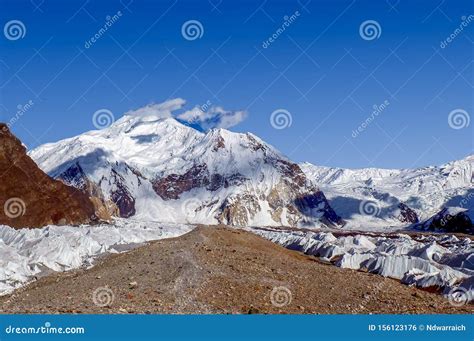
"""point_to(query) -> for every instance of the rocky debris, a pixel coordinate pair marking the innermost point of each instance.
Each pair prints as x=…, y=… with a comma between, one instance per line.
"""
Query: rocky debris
x=30, y=198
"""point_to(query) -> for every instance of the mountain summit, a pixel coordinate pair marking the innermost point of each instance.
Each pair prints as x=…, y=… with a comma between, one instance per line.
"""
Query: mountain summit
x=159, y=169
x=30, y=198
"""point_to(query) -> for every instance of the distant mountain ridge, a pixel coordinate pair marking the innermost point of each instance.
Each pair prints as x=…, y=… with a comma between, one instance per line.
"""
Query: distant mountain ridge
x=30, y=198
x=159, y=169
x=426, y=191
------------------------------------------------------------------------
Short task:
Copy the listing word for word, excluding its pictures.

Finished answer:
"""point_to(query) -> for every instance of the rocky debris, a pixel coordinate pair marking the innermost point of each instance.
Each pair prints as x=…, y=… with a comma between, one instance per line.
"""
Query: rocky debris
x=30, y=198
"""point_to(query) -> for every instance of the mountain summit, a pixel coordinate pair marking the innermost point of each instance.
Each pair prints as x=…, y=… with a comma between, one instance per line.
"""
Query: mountain summit
x=159, y=169
x=30, y=198
"""point_to(query) -> for every instance of the distant mountain ridge, a pixel coordinate pair marking the innermost point of each instance.
Each pair prints as x=…, y=… with a comma between, one instance per line.
"""
Query: distant mountain ridge
x=30, y=198
x=159, y=169
x=426, y=191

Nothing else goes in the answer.